### INSTRUCTIONS FOR THE TASK
Return the lines below word for word, without the picture.

+--

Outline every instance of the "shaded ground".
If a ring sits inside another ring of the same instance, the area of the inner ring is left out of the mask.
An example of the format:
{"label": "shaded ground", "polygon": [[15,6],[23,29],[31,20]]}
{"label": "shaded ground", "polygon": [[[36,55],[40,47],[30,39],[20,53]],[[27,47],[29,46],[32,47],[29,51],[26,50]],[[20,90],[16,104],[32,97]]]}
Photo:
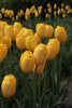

+--

### RESPONSE
Outline every instance of the "shaded ground".
If a ring sits inside another ring of the same instance, the area of the inner ring is left out of the mask.
An example of the format:
{"label": "shaded ground", "polygon": [[15,6],[23,29],[31,20]]}
{"label": "shaded ground", "polygon": [[[36,55],[40,47],[30,39],[20,53]],[[27,47],[29,46],[32,47],[29,51],[26,50]],[[20,90],[16,104],[32,97]]]}
Photo:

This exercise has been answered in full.